Action item: If a line in the records below contains the word "this", copy it out.

——

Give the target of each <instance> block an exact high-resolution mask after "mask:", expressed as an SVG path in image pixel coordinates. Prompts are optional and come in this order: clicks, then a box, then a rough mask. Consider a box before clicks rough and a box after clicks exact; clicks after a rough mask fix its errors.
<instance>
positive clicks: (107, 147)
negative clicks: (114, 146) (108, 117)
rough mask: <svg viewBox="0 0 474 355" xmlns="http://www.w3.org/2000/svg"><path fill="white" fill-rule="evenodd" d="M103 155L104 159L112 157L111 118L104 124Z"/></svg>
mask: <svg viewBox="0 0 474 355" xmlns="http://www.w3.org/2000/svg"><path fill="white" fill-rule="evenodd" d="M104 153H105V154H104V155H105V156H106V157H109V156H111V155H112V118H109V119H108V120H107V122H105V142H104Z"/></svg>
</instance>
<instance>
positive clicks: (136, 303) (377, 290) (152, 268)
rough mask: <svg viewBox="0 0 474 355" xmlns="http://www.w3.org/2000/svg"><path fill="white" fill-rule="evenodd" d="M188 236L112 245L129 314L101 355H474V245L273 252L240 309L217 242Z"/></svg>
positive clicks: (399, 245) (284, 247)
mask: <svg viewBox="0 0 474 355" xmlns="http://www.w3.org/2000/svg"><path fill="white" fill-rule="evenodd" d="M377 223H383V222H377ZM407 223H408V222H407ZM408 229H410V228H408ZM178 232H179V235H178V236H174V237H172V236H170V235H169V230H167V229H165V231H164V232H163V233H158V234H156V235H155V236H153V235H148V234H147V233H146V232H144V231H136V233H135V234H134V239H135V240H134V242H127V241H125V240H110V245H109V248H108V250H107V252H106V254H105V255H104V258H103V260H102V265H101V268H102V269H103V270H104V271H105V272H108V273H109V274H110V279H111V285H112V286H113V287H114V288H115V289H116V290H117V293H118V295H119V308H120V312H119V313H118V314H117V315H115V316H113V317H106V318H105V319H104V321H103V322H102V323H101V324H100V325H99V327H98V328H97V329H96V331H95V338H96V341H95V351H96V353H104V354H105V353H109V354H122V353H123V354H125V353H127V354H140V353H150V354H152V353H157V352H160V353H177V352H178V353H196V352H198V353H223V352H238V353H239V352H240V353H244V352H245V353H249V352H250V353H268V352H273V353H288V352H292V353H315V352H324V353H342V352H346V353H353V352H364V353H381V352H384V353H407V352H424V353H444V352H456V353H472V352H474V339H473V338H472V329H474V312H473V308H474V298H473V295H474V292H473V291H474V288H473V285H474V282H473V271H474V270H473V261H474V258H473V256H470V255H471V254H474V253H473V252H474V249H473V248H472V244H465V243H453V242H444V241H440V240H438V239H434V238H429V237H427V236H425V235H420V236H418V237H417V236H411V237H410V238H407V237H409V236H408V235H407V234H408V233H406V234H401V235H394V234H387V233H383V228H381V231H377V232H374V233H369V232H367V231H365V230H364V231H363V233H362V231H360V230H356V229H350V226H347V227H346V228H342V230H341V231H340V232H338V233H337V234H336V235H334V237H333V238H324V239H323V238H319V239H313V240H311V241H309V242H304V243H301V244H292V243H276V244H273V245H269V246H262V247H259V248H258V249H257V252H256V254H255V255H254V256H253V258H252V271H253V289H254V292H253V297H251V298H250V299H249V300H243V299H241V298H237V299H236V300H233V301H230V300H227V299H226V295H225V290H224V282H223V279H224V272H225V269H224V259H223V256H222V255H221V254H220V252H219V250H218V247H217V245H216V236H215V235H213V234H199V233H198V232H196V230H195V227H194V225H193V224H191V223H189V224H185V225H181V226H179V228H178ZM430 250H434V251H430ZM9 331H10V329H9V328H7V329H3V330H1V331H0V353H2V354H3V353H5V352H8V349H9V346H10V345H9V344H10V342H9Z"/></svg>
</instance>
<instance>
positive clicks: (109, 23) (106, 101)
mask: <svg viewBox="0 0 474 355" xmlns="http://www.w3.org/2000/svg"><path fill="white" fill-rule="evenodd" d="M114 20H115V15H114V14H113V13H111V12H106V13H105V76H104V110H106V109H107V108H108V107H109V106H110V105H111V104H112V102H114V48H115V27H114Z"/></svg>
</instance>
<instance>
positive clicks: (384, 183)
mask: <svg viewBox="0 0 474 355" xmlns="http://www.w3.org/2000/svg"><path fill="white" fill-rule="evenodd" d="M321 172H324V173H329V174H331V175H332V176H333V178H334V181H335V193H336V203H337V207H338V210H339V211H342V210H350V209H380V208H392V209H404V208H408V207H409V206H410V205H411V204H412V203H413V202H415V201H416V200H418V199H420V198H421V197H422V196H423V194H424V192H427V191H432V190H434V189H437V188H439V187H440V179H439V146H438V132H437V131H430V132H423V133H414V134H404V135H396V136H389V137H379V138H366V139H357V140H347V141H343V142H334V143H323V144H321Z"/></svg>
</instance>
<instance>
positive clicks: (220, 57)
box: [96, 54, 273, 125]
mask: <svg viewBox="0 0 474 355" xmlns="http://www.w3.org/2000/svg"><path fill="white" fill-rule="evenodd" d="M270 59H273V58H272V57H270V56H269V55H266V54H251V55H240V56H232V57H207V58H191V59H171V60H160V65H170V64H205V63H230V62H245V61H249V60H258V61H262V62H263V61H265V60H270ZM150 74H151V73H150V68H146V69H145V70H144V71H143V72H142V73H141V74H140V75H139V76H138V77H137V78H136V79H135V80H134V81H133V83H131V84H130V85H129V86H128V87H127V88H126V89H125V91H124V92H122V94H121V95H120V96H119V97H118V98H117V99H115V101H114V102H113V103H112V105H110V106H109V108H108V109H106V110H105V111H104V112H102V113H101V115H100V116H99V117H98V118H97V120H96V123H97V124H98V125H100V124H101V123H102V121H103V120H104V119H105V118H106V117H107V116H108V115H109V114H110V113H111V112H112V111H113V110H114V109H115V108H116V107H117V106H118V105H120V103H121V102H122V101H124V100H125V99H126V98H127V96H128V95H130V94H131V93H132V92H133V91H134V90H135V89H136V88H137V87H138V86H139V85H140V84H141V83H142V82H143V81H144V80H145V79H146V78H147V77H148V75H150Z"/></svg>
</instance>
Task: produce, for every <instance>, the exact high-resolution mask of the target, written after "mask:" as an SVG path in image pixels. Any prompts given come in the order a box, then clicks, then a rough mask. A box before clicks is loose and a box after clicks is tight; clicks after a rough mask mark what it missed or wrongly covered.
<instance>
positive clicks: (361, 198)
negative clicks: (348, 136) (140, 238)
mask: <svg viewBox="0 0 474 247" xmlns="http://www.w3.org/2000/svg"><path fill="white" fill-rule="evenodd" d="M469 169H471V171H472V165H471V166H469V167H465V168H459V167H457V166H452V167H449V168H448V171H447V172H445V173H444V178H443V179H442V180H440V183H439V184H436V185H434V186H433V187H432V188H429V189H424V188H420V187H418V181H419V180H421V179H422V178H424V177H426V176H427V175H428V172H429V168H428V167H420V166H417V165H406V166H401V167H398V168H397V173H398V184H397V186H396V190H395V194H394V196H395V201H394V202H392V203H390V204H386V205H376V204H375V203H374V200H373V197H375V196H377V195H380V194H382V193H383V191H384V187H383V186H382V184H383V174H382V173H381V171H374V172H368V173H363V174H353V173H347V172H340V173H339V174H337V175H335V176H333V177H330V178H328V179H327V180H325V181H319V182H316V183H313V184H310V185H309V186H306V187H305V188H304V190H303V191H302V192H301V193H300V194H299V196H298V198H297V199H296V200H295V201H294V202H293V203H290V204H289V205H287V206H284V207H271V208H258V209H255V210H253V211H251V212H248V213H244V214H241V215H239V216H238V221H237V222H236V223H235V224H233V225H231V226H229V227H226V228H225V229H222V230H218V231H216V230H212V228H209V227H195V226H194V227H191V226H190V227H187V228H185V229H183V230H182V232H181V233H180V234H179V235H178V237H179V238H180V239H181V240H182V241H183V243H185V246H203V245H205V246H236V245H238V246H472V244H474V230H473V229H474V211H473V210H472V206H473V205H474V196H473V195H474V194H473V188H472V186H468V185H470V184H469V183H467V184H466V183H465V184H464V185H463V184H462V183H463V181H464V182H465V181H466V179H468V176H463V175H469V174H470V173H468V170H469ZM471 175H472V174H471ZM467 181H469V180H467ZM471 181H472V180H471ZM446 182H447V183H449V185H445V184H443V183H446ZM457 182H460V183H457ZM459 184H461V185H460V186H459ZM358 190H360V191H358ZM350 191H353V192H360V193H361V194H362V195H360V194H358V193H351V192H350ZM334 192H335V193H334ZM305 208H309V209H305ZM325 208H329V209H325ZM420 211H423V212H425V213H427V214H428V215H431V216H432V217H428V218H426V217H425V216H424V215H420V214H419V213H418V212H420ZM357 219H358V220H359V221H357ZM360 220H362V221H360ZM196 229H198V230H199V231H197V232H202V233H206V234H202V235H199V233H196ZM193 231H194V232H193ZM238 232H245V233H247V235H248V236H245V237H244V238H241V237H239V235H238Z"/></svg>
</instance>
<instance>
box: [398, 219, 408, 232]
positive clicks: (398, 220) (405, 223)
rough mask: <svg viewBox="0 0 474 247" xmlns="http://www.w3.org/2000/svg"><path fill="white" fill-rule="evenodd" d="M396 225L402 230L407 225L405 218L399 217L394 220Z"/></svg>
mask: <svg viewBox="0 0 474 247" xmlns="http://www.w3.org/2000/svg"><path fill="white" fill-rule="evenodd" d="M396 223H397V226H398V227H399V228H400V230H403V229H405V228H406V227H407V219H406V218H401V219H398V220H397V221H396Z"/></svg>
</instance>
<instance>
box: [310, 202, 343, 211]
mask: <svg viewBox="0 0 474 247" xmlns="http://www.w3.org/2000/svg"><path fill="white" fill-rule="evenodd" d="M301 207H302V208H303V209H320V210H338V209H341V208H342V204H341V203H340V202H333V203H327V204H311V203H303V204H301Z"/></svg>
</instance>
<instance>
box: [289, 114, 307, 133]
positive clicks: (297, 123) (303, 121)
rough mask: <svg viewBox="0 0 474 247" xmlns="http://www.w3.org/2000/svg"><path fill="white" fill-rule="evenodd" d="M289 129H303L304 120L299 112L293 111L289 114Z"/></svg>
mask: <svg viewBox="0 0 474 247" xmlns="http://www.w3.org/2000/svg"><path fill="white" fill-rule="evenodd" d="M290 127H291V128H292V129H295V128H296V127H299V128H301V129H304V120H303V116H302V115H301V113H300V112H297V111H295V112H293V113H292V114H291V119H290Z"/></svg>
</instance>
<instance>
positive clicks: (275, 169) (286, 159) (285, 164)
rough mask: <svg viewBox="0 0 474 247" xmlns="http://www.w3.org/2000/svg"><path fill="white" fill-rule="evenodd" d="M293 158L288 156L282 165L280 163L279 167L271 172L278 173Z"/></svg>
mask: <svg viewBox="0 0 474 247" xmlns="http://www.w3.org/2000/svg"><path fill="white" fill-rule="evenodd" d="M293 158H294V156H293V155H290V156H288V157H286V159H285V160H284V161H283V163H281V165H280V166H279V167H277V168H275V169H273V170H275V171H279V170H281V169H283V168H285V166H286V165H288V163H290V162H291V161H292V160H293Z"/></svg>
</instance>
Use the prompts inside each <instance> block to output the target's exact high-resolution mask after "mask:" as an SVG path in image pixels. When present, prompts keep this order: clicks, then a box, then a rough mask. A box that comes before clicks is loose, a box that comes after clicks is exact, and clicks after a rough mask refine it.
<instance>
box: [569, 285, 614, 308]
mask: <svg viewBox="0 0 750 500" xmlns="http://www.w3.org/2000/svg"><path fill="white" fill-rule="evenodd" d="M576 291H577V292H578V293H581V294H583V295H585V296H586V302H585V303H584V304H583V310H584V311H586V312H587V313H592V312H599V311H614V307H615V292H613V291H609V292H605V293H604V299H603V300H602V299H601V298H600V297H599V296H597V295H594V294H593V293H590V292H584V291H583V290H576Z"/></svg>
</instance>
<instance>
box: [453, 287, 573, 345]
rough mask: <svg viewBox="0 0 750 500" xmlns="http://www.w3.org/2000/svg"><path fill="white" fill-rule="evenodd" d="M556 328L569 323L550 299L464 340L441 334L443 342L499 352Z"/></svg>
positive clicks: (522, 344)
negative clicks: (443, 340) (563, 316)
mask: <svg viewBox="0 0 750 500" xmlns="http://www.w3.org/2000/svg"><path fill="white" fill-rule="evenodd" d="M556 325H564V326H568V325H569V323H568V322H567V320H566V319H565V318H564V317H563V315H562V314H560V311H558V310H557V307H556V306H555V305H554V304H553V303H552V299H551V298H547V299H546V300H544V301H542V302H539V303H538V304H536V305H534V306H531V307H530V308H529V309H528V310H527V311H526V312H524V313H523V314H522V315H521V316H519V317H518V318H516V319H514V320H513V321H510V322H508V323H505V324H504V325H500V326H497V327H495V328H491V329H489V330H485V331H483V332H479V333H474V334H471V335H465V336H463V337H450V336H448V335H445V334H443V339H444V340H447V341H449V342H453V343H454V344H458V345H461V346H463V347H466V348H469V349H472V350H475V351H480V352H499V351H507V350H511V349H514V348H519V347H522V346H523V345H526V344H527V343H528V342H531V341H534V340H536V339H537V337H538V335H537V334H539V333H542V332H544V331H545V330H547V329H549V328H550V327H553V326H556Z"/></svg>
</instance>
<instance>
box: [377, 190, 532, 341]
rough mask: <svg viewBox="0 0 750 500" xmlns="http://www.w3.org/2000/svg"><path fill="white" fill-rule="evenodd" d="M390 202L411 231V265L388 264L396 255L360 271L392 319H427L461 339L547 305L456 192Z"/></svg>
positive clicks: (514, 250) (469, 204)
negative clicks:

——

Result:
Give the target of each <instance> block an exact high-resolution mask after "mask:", expressed as an SVG path in image pixel coordinates. Prompts are optional and come in this order: clicks, then a box, then a rough mask. Consider a box before clicks rough and a box after clicks exact; clicks after a rough mask fix its errors.
Use the prompts inside each <instance> block to output the target's exact high-resolution mask after "mask:" as an SVG path in image pixels. When present, prompts keep this order: clicks, then a box, then a rough mask. A box that comes before clicks is loose, a box that comes after clicks is exact, and clicks after a rough mask refine it.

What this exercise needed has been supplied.